[TEXT UNDER STUDY]:
--- START ---
And then the conclusion comes, the characters are split into those remaining in Narnia, the Telmarines returning to the South Pacific (presumably) and the Pevensies returning to the train station in England. The mood is light and jokey (“my, we HAVE had a time,” says Peter before Edmund cracks a joke about leaving his torch behind), and once again I prefer the film’s take on the event, in which all four of them appear rather stunned and quietly awestruck (before Edmund...cracks a joke about leaving his torch behind).

Perhaps I just miss the fairytale quality of The Lion, but I much prefer the stories set in Old Narnia, not the ones featuring these new-fangled Telmarines. Yet from Prince Caspian onward, The Chronicles of Narnia as a whole veer more into the “fantasy” genre than that of “fairytale”, with Lewis paying more attention to continuity, consistency and world-building. Here Narnia feels as though it’s just one small part of a much bigger world, with the first mention of Calormen (an empire that’s to play a much bigger part in later books) and Telmar, as well as names ascribed to planets and constellations, and even a throwaway mention of “the month of Greenroof”, suggesting a uniquely Narnian calendar.
--- END ---
[TO DO]:
Continue the commentary on Prince Caspian from its last sentence, in the same voice.

[INFORMATION PROVIDED]:
--- START ---
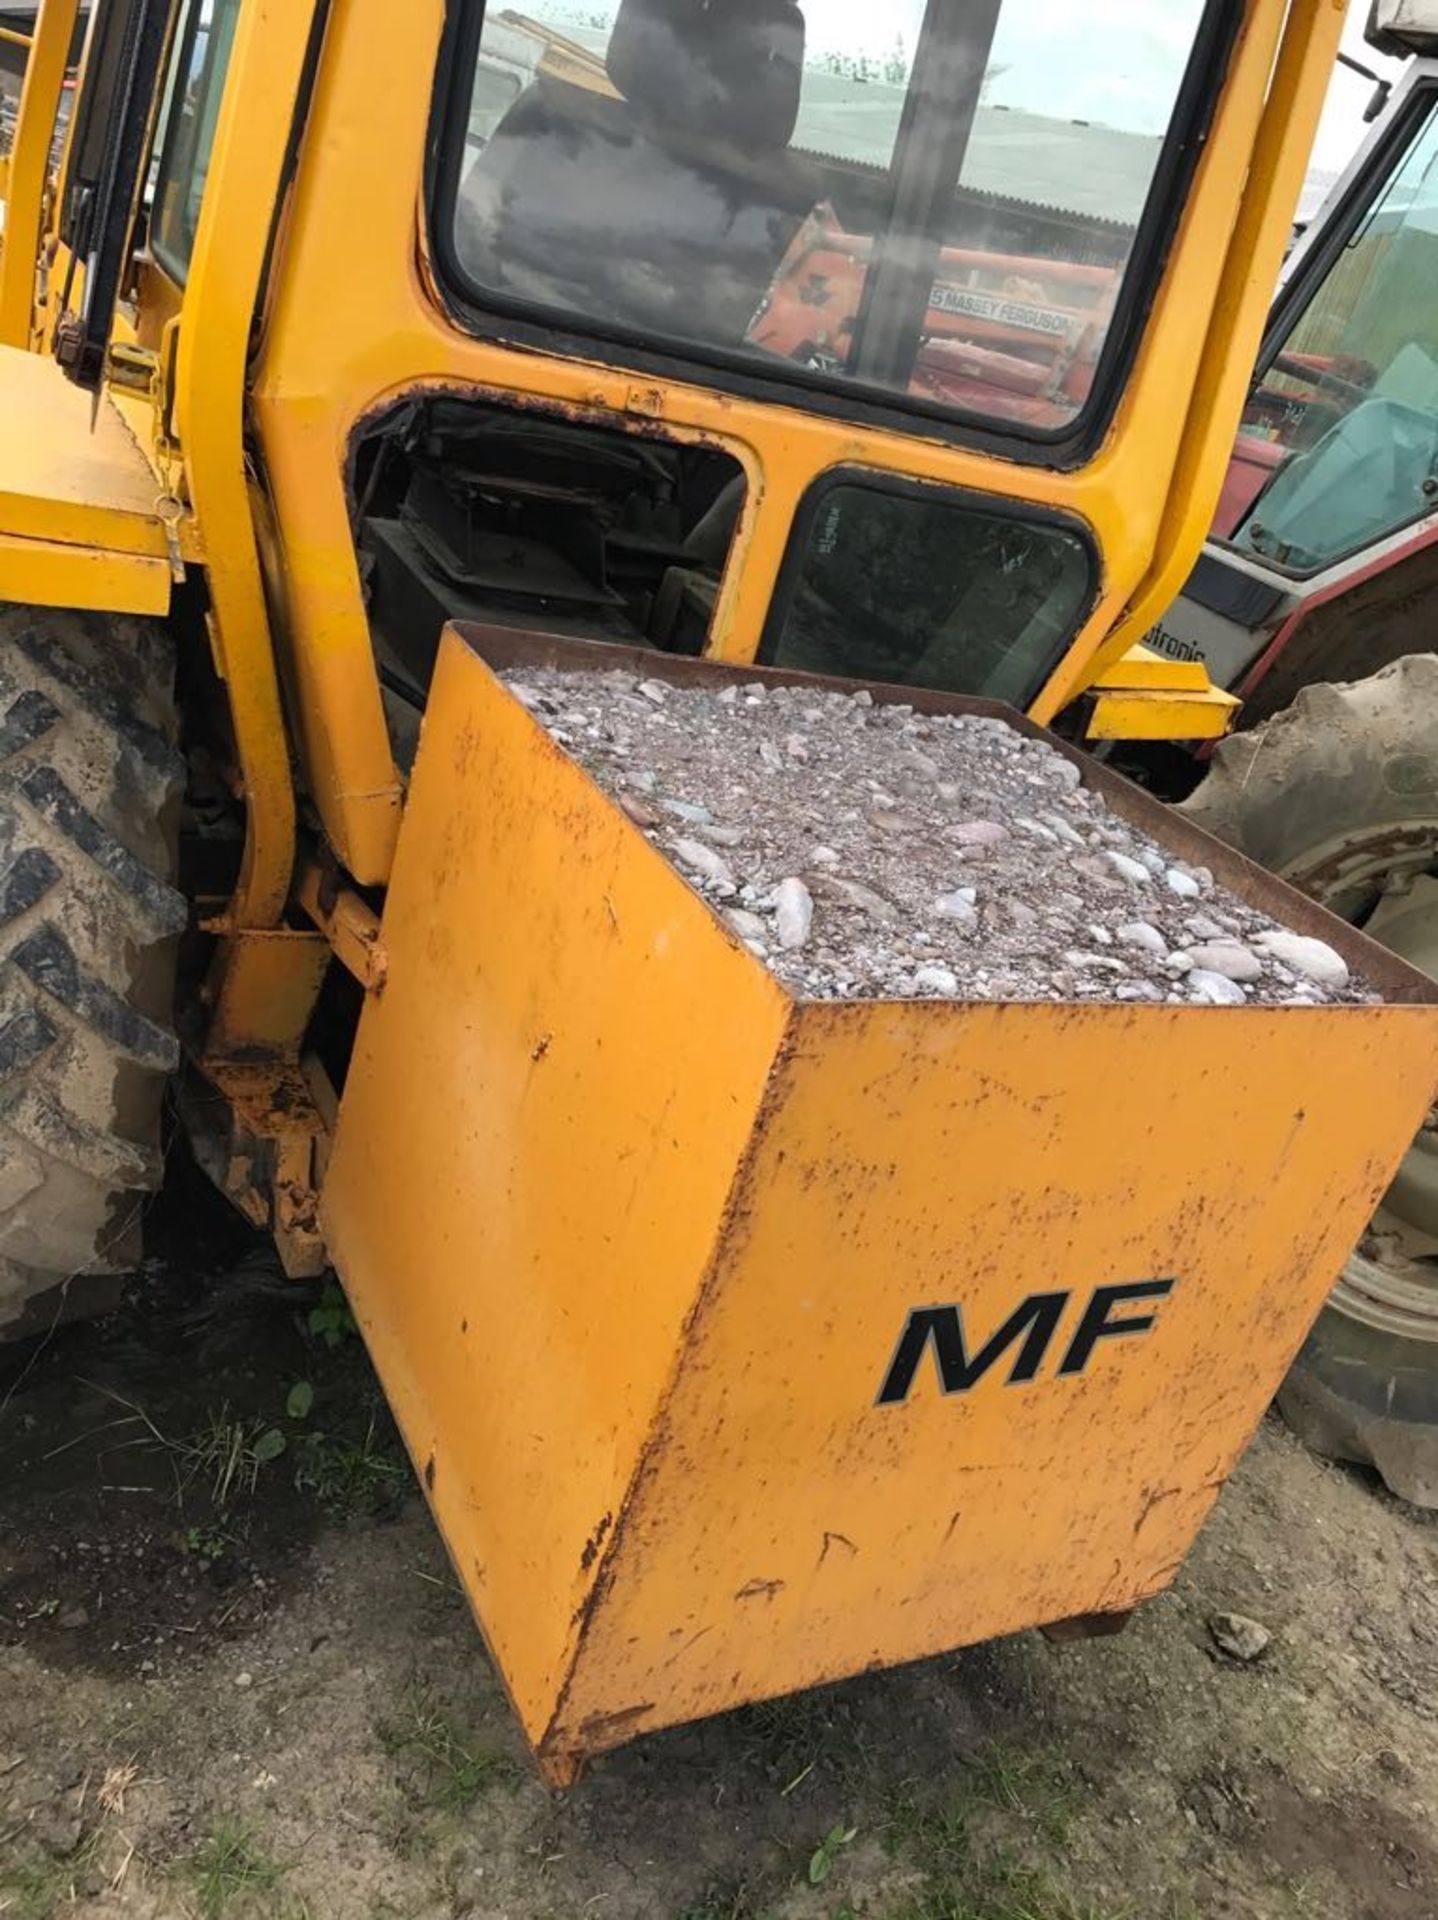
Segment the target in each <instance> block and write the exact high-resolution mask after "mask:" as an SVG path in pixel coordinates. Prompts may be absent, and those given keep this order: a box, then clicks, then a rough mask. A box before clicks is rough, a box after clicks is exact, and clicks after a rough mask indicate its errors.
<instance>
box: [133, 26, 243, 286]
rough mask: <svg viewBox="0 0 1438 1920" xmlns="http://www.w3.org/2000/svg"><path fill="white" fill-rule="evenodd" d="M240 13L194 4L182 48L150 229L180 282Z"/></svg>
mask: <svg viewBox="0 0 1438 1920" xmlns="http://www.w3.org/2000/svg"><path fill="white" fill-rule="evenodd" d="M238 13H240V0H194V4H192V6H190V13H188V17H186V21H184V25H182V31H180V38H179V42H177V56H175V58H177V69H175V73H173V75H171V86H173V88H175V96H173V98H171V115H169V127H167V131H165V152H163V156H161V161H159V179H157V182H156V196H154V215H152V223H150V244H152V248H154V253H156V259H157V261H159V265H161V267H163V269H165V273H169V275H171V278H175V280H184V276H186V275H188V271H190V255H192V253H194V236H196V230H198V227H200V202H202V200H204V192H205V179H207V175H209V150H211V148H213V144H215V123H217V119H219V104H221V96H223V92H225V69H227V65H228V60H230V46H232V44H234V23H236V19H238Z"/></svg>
--- END ---
--- START ---
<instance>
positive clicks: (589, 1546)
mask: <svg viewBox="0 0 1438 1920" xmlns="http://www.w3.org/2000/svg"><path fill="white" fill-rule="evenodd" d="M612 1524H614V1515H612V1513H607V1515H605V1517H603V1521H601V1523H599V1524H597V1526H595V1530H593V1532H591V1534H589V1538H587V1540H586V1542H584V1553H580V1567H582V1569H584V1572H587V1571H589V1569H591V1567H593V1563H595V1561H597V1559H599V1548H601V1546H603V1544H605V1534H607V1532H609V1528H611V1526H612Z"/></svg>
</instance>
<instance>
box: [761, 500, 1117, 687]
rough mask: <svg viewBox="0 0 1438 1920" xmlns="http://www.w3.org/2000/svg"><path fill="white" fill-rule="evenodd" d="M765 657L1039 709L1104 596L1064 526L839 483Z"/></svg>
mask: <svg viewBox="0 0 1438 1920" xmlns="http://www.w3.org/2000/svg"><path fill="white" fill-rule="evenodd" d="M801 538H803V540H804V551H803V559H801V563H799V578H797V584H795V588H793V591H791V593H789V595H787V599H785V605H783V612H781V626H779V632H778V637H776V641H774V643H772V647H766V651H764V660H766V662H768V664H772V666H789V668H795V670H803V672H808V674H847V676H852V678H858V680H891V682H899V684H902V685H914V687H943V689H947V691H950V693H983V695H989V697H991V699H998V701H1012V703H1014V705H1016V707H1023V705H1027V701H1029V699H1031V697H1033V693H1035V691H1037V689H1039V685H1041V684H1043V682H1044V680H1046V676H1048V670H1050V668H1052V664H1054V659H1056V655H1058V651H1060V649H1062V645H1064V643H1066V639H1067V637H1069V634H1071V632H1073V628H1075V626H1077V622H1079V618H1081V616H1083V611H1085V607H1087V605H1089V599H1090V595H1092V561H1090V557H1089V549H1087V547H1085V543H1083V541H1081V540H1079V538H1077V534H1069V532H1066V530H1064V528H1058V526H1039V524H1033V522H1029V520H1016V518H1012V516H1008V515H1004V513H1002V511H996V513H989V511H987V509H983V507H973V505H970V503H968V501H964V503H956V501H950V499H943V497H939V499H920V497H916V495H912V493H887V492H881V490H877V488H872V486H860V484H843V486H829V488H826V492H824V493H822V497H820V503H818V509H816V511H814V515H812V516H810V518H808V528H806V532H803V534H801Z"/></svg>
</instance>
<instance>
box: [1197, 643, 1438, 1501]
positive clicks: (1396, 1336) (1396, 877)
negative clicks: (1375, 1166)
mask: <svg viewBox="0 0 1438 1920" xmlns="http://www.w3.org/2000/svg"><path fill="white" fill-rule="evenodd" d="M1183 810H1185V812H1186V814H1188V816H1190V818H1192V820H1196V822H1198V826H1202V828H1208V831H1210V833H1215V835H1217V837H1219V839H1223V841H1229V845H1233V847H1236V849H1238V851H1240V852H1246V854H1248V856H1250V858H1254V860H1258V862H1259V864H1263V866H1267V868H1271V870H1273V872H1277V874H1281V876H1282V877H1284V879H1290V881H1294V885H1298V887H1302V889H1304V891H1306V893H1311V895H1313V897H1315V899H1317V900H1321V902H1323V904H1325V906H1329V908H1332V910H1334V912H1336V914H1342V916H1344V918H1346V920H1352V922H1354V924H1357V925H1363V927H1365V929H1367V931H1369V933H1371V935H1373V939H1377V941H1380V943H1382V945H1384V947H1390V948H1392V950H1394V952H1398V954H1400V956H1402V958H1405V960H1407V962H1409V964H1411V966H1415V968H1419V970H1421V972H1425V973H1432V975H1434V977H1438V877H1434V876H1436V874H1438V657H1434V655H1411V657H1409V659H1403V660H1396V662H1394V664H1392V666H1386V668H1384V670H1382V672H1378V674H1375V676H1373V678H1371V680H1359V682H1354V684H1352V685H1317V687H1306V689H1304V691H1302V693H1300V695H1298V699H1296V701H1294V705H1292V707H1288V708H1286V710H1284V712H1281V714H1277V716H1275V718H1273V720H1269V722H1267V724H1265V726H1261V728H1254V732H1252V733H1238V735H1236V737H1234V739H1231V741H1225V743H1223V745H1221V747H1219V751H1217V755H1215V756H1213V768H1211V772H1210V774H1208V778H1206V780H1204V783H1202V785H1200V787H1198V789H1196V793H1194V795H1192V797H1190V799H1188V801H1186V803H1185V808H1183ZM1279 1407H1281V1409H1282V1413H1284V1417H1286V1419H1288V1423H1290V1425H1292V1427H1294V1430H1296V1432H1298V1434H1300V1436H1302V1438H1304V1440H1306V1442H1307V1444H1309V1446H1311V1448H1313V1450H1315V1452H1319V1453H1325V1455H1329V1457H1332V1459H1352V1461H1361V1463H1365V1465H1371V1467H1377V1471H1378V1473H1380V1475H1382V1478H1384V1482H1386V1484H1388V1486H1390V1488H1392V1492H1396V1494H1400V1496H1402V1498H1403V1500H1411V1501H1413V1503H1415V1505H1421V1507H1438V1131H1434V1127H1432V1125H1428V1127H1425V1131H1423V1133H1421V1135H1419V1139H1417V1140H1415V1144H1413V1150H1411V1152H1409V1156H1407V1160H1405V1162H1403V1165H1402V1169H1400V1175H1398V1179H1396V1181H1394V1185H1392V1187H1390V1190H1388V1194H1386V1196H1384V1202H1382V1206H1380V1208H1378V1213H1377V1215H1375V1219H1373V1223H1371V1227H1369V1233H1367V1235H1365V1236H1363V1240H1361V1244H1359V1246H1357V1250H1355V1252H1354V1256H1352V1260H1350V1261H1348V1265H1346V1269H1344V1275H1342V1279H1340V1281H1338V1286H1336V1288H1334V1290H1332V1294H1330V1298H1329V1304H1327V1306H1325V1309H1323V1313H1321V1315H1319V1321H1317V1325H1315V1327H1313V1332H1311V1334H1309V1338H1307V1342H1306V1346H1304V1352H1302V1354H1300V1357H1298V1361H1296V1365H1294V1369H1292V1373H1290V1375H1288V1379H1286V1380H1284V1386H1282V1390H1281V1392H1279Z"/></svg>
--- END ---
--- START ---
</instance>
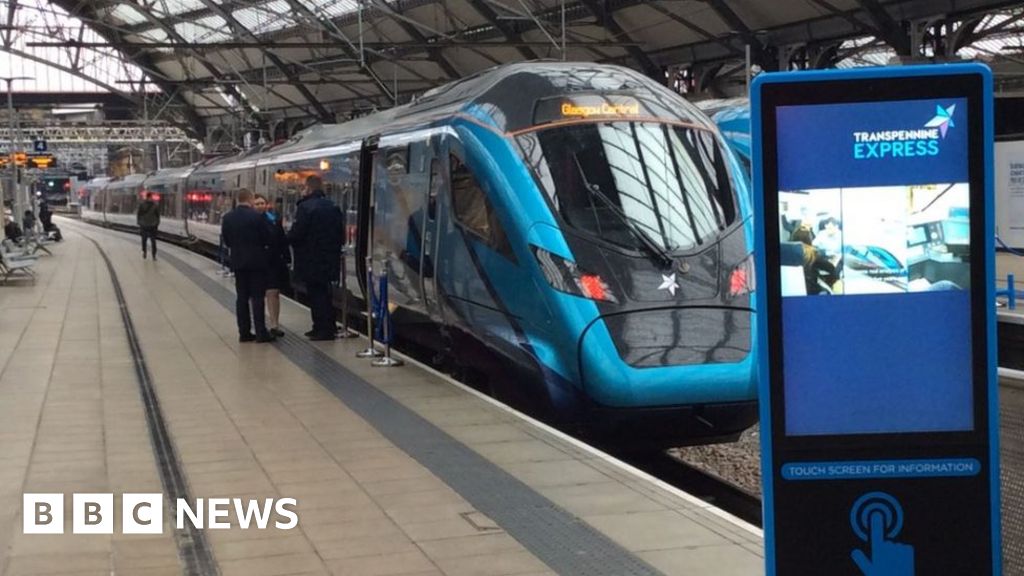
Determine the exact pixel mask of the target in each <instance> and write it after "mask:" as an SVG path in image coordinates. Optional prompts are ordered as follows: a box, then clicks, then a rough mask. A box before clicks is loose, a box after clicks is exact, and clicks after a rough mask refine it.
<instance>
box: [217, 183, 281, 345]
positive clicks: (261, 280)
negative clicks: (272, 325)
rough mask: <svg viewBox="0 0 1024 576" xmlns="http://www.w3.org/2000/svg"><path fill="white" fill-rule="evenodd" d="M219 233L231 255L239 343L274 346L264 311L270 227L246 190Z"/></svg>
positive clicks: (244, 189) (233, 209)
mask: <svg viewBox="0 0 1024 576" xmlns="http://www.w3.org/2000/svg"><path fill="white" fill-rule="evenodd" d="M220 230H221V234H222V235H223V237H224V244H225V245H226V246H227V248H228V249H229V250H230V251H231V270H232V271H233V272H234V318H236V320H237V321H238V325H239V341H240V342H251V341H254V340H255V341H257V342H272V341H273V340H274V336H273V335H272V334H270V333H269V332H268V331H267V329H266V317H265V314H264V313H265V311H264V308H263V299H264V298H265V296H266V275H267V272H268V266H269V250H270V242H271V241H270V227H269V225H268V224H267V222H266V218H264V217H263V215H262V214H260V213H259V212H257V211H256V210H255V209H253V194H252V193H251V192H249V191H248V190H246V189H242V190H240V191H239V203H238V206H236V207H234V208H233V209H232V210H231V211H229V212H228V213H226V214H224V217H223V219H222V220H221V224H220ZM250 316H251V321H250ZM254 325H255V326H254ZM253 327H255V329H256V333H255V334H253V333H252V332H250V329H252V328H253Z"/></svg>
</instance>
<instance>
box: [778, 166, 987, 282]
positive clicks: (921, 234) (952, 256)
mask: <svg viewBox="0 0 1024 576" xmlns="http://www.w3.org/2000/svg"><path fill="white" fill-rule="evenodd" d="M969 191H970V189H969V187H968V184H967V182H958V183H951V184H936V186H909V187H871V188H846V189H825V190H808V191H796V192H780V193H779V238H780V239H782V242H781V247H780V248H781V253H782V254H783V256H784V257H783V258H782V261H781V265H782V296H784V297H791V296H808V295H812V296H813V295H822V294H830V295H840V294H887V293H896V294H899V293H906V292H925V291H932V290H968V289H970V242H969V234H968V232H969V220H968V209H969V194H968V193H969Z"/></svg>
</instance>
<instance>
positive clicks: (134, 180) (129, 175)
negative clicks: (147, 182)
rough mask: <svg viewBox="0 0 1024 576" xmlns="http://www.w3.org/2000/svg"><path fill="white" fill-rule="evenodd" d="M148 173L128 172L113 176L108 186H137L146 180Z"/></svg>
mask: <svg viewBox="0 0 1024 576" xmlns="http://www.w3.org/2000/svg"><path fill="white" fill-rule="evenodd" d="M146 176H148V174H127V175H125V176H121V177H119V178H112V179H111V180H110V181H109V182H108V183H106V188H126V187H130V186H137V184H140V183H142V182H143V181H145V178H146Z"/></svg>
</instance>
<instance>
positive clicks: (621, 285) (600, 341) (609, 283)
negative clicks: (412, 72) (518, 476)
--- END ---
[RESPONSE TO THIS TASK]:
Furthermore, with only two exceptions (The Magician’s Nephew and The Horse and His Boy) the rest of the series takes place after the events of Prince Caspian, during the tail-end of Narnia’s history. Granted, Lewis never planned for seven books, and by setting Prince Caspian thirteen hundred years after the events of The Lion he may have felt “trapped” in this particular time period, but the massive time-leap always made me feel as though the series (as a whole) was a little lopsided.

Henceforth the focus is on the Caspian dynasty, not the Pevensie reign. The Golden Age feels as though it ended before it ever properly began – not only ended, but relegated to distant memory. The Beavers are extinct. Cair Paravel is in ruins. The new overshadows the old. This time around the Pevensies only spend about a week in Narnia – they come, they fix a problem, and they leave again. Throughout the Pevensies feel displaced, out of sync with the flow of time in Narnia. There’s absolutely no talk of re-establishing their reign, or even of staying for an extended length of time. In other words, Narnia is not theirs anymore, and as a result, it doesn’t feel like ours either.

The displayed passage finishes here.